TEXTO DE ORIGEM:
==*==
Segundo ela, em um segundo momento, os profissionais que desejarem manter um serviço de conveniência aos seus pacientes poderão fazê-lo, desde que não recebam nenhuma contrapartida.
"O paciente é o centro disso tudo. Se ele precisa de conveniência [de agendar ou fazer o exame no próprio consultório], vamos estudar isso desde que não tenha um valor fixo ou variável agregado a ela. O valor tem que ser o serviço prestado", afirma.
CUSTOS
Para Solange Mendes, presidente da FenaSaúde (Federação Nacional de Saúde Suplementar), a existência de laboratórios dentro das clínicas médicas eleva os custos e desorganiza o sistema.
"Faz todo sentido ter partido de nós [a pressão pelo fechamento]. Só quem paga a conta pode observar os desvios. O problema foi identificado e recebemos o apoio e o reconhecimento da Abramed de que esse comportamento precisa ser mudado."
Entre 2015 e 2016, as despesas do setor suplementar com exames de diagnóstico subiram 12% (de R$ 25 bilhões para R$28 bilhões). No mesmo período, o sistema perdeu
1,5 milhão de beneficiários em razão da crise econômica.
Nos últimos quatro anos, o número de exames feitos por usuários de plano subiu 33% (de 12,4 para 16,5 ao ano).
"No momento em que a pressão dos custos é enorme, precisamos buscar modelos com maior racionalidade e maior controle", diz Solange.
O patologista Alex Garolo, presidente da SBPC/ML (Sociedade Brasileira de Patologia Clínica/Medicina Laboratorial), afirma que a entidade apoia o movimento da Abramed como forma de reforçar a transparência do mercado e o uso racional de exames.
No entanto, ele pondera que a decisão gerou perda para os pacientes –pelo fato de ter a comodidade de fazer o exame na própria clínica.
==*==
LISTAGEM EXIBIDA:

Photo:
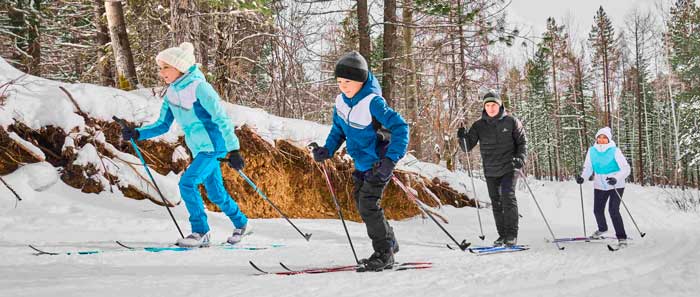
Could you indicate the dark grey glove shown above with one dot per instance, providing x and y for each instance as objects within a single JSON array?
[
  {"x": 382, "y": 170},
  {"x": 518, "y": 163},
  {"x": 321, "y": 154},
  {"x": 462, "y": 138},
  {"x": 129, "y": 133},
  {"x": 235, "y": 160}
]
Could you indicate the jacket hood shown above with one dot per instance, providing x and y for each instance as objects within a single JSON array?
[
  {"x": 604, "y": 131},
  {"x": 501, "y": 114}
]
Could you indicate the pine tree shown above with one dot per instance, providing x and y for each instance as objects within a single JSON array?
[
  {"x": 684, "y": 43},
  {"x": 602, "y": 39}
]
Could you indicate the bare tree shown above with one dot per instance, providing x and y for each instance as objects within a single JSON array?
[
  {"x": 126, "y": 72},
  {"x": 389, "y": 52},
  {"x": 363, "y": 30},
  {"x": 102, "y": 39}
]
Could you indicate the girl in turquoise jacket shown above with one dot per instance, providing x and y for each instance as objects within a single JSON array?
[{"x": 209, "y": 133}]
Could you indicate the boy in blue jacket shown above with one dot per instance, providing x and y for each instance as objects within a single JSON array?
[
  {"x": 359, "y": 113},
  {"x": 209, "y": 134}
]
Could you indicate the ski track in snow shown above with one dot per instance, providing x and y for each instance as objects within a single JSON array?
[{"x": 664, "y": 263}]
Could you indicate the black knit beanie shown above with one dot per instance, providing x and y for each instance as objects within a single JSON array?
[
  {"x": 352, "y": 66},
  {"x": 492, "y": 97}
]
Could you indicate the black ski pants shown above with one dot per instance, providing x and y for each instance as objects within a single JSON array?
[
  {"x": 504, "y": 204},
  {"x": 368, "y": 195}
]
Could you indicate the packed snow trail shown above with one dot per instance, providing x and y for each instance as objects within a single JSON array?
[{"x": 57, "y": 217}]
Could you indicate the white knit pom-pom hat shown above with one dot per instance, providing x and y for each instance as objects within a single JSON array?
[{"x": 180, "y": 57}]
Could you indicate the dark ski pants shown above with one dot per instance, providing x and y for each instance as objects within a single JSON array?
[
  {"x": 368, "y": 195},
  {"x": 600, "y": 197},
  {"x": 504, "y": 204}
]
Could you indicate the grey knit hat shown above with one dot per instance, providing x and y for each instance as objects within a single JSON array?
[{"x": 352, "y": 66}]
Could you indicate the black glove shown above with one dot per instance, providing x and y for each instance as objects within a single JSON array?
[
  {"x": 518, "y": 163},
  {"x": 321, "y": 154},
  {"x": 129, "y": 133},
  {"x": 382, "y": 170},
  {"x": 611, "y": 181},
  {"x": 235, "y": 160},
  {"x": 462, "y": 138}
]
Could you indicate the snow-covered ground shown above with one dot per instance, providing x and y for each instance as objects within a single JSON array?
[{"x": 60, "y": 218}]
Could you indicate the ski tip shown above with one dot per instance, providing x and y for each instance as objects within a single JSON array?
[
  {"x": 464, "y": 245},
  {"x": 123, "y": 245}
]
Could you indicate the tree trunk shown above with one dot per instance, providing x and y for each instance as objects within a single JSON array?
[
  {"x": 363, "y": 30},
  {"x": 34, "y": 39},
  {"x": 126, "y": 72},
  {"x": 557, "y": 120},
  {"x": 411, "y": 79},
  {"x": 104, "y": 67},
  {"x": 389, "y": 52}
]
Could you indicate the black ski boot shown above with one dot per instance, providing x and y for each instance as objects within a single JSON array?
[
  {"x": 377, "y": 262},
  {"x": 499, "y": 241}
]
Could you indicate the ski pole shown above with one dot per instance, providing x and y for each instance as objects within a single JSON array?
[
  {"x": 583, "y": 214},
  {"x": 314, "y": 145},
  {"x": 250, "y": 182},
  {"x": 540, "y": 209},
  {"x": 11, "y": 190},
  {"x": 463, "y": 245},
  {"x": 642, "y": 234},
  {"x": 123, "y": 124},
  {"x": 471, "y": 174}
]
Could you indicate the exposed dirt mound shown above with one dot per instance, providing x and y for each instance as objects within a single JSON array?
[{"x": 285, "y": 172}]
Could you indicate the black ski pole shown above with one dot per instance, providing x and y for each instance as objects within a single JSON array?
[
  {"x": 250, "y": 182},
  {"x": 463, "y": 245},
  {"x": 314, "y": 145},
  {"x": 11, "y": 189},
  {"x": 554, "y": 238},
  {"x": 471, "y": 175},
  {"x": 642, "y": 234},
  {"x": 123, "y": 124}
]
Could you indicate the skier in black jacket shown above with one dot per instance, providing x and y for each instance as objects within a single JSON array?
[{"x": 503, "y": 150}]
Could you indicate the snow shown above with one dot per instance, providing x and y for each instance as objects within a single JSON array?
[
  {"x": 664, "y": 263},
  {"x": 28, "y": 145},
  {"x": 58, "y": 218}
]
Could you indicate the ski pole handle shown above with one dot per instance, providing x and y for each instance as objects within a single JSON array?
[{"x": 119, "y": 121}]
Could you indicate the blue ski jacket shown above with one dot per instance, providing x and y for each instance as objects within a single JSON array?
[
  {"x": 352, "y": 122},
  {"x": 196, "y": 106}
]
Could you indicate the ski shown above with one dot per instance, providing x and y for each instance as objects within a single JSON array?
[
  {"x": 173, "y": 247},
  {"x": 340, "y": 268},
  {"x": 151, "y": 249},
  {"x": 577, "y": 239},
  {"x": 489, "y": 250},
  {"x": 465, "y": 243},
  {"x": 617, "y": 247}
]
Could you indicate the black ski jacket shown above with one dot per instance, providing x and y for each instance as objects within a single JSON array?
[{"x": 502, "y": 138}]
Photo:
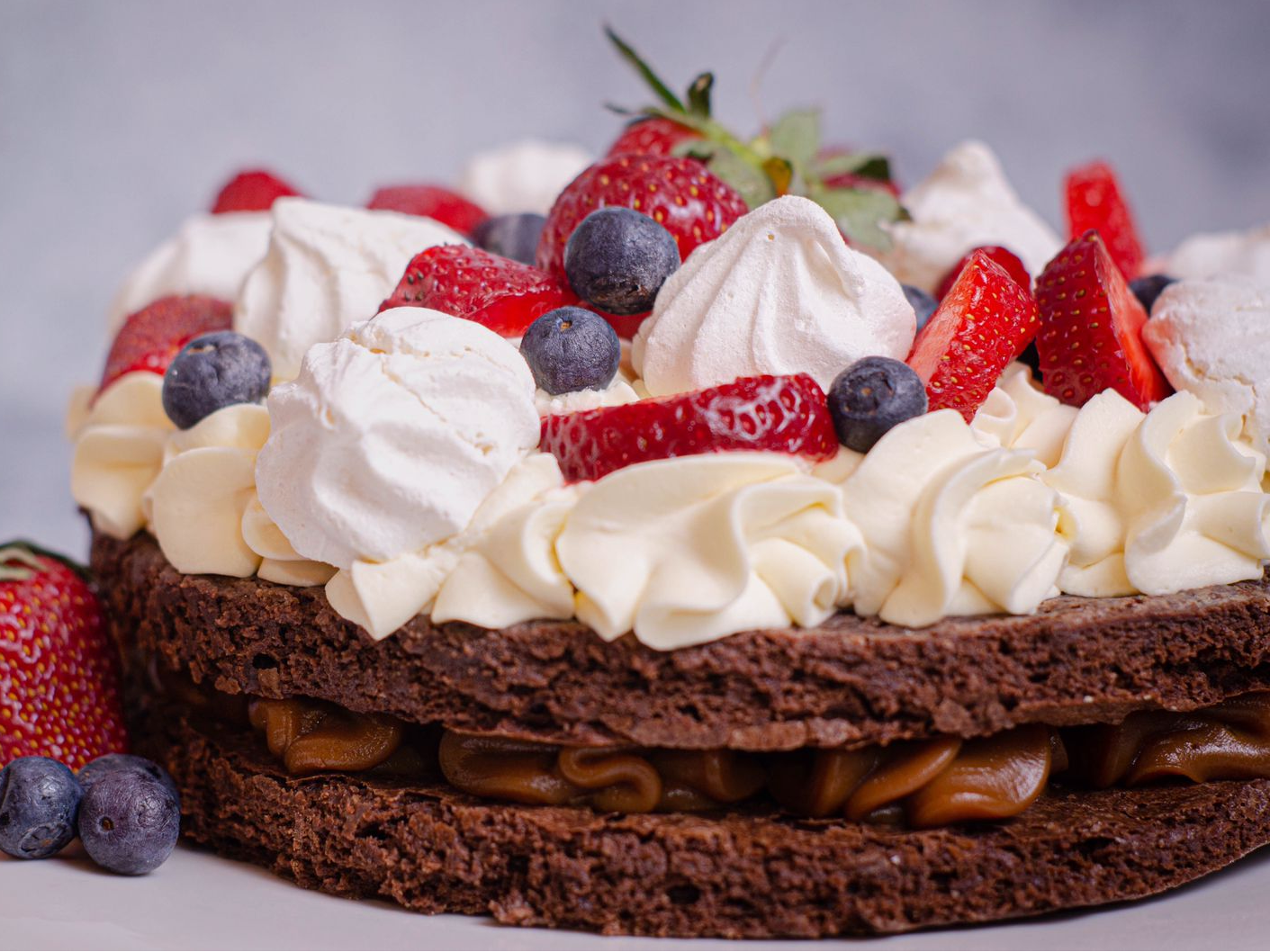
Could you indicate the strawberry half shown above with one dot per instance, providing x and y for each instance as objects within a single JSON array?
[
  {"x": 982, "y": 324},
  {"x": 431, "y": 202},
  {"x": 652, "y": 136},
  {"x": 253, "y": 191},
  {"x": 1004, "y": 256},
  {"x": 503, "y": 294},
  {"x": 776, "y": 414},
  {"x": 680, "y": 193},
  {"x": 151, "y": 337},
  {"x": 1094, "y": 201},
  {"x": 1091, "y": 329},
  {"x": 58, "y": 664}
]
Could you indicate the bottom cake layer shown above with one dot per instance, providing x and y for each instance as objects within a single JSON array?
[{"x": 742, "y": 874}]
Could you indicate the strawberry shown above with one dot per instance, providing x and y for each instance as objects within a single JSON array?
[
  {"x": 1091, "y": 329},
  {"x": 652, "y": 136},
  {"x": 680, "y": 193},
  {"x": 776, "y": 414},
  {"x": 58, "y": 664},
  {"x": 983, "y": 323},
  {"x": 431, "y": 202},
  {"x": 253, "y": 191},
  {"x": 467, "y": 282},
  {"x": 1004, "y": 256},
  {"x": 151, "y": 337},
  {"x": 1094, "y": 201}
]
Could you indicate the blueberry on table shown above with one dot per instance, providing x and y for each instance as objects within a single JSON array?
[
  {"x": 871, "y": 396},
  {"x": 571, "y": 349},
  {"x": 39, "y": 801},
  {"x": 129, "y": 822},
  {"x": 513, "y": 237},
  {"x": 923, "y": 305},
  {"x": 1148, "y": 287},
  {"x": 211, "y": 373},
  {"x": 114, "y": 763},
  {"x": 617, "y": 259}
]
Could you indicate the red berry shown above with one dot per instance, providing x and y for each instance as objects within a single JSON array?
[
  {"x": 680, "y": 193},
  {"x": 431, "y": 202},
  {"x": 58, "y": 664},
  {"x": 776, "y": 414},
  {"x": 1004, "y": 256},
  {"x": 1094, "y": 201},
  {"x": 1091, "y": 329},
  {"x": 652, "y": 136},
  {"x": 253, "y": 191},
  {"x": 151, "y": 337},
  {"x": 983, "y": 323},
  {"x": 467, "y": 282}
]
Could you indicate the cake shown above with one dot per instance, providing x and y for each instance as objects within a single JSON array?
[{"x": 705, "y": 593}]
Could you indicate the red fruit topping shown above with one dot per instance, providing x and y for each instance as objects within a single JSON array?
[
  {"x": 58, "y": 664},
  {"x": 1094, "y": 201},
  {"x": 252, "y": 191},
  {"x": 680, "y": 193},
  {"x": 151, "y": 337},
  {"x": 467, "y": 282},
  {"x": 431, "y": 202},
  {"x": 1004, "y": 256},
  {"x": 652, "y": 136},
  {"x": 1091, "y": 329},
  {"x": 776, "y": 414},
  {"x": 983, "y": 323}
]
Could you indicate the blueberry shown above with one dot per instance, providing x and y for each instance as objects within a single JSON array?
[
  {"x": 871, "y": 396},
  {"x": 617, "y": 259},
  {"x": 513, "y": 237},
  {"x": 39, "y": 801},
  {"x": 129, "y": 822},
  {"x": 211, "y": 373},
  {"x": 923, "y": 305},
  {"x": 569, "y": 349},
  {"x": 1147, "y": 288},
  {"x": 113, "y": 763}
]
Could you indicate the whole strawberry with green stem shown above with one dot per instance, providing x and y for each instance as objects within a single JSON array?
[
  {"x": 785, "y": 159},
  {"x": 59, "y": 669}
]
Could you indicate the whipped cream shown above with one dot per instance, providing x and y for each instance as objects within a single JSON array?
[
  {"x": 522, "y": 176},
  {"x": 118, "y": 452},
  {"x": 779, "y": 292},
  {"x": 392, "y": 436},
  {"x": 325, "y": 268},
  {"x": 1223, "y": 253},
  {"x": 211, "y": 254},
  {"x": 964, "y": 203},
  {"x": 1211, "y": 337}
]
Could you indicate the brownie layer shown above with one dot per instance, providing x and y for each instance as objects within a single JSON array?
[
  {"x": 738, "y": 874},
  {"x": 849, "y": 682}
]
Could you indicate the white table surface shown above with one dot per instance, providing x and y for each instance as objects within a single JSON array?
[{"x": 200, "y": 902}]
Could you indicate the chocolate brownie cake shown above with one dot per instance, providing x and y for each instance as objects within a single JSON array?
[{"x": 664, "y": 565}]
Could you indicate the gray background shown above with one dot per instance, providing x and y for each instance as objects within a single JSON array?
[{"x": 118, "y": 120}]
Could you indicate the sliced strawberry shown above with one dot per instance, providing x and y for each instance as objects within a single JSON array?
[
  {"x": 431, "y": 202},
  {"x": 253, "y": 191},
  {"x": 983, "y": 323},
  {"x": 1094, "y": 201},
  {"x": 1091, "y": 329},
  {"x": 776, "y": 414},
  {"x": 1004, "y": 256},
  {"x": 151, "y": 337},
  {"x": 467, "y": 282},
  {"x": 58, "y": 664},
  {"x": 680, "y": 193},
  {"x": 652, "y": 136}
]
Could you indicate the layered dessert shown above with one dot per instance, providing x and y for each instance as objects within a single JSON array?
[{"x": 707, "y": 540}]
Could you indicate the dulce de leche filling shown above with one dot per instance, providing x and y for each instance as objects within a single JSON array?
[{"x": 923, "y": 784}]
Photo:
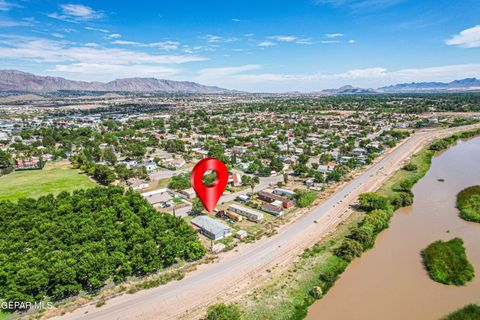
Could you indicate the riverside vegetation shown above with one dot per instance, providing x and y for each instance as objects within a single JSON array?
[
  {"x": 469, "y": 312},
  {"x": 446, "y": 262},
  {"x": 76, "y": 243},
  {"x": 468, "y": 202},
  {"x": 328, "y": 259}
]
==*==
TAREFAS A REALIZAR:
a. Pode reproduzir o trecho da matéria sobre laboratórios em clínicas médicas que começa em "Entre 2015 e" e termina em "na própria clínica."?
b. Como prossegue a matéria sobre laboratórios em clínicas médicas depois da última frase apresentada? Escreva a continuação.

CONJUNTO DE RESPOSTAS:
a.
Entre 2015 e 2016, as despesas do setor suplementar com exames de diagnóstico subiram 12% (de R$ 25 bilhões para R$28 bilhões). No mesmo período, o sistema perdeu
1,5 milhão de beneficiários em razão da crise econômica.
Nos últimos quatro anos, o número de exames feitos por usuários de plano subiu 33% (de 12,4 para 16,5 ao ano).
"No momento em que a pressão dos custos é enorme, precisamos buscar modelos com maior racionalidade e maior controle", diz Solange.
O patologista Alex Garolo, presidente da SBPC/ML (Sociedade Brasileira de Patologia Clínica/Medicina Laboratorial), afirma que a entidade apoia o movimento da Abramed como forma de reforçar a transparência do mercado e o uso racional de exames.
No entanto, ele pondera que a decisão gerou perda para os pacientes –pelo fato de ter a comodidade de fazer o exame na própria clínica.

b.
"A grande maioria dos relacionamentos acontecem dentro de padrões éticos. Na minha experiência em Campinas, trabalhávamos com valores fixos [de aluguel do espaço], isso nunca gerou conflito ético. Mas entendo que, no atual momento político do país, é melhor pecar pelo excesso."
Segundo o médico Guilherme Barcellos, coordenador da Choosing Wisely (campanha contra o excesso de exames e o sobrediagnóstico) no Brasil, todos os estudos demonstram o impacto negativo da remuneração médica atrelada à produção de exames.
"Escolher sabiamente é fazer menos exames em média, pois há muitos desperdícios bem documentados acontecendo em larga escala, mas também é garantir para quem precisa acesso e facilidades."
EXAMES
Mesmo com a perda de 1,5 milhão de usuários de planos de saúde entre 2015 e 2016, em razão da crise econômica, o setor suplementar viu o número de procedimentos crescer 6,4% no mesmo período, atingindo 1,46 bilhão.
Entre os exames de imagens, alguns chamam atenção pelo aumento da quantidade per capita, como tomografia computadorizada (21%) e ressonância magnética (25,2%).
"O que se vê hoje no setor é o aumento das despesas assistenciais acima das receitas, com maior entrega do que o ano anterior e um número menor de consumidores. Essa conta não fecha. É preciso se indagar as razões dessa expansão", diz Solange Mendes, da FenaSaúde.
Parte do problema estaria no desperdício, que abocanha 30% dos gastos em saúde no Brasil, segundo estimativa do setor.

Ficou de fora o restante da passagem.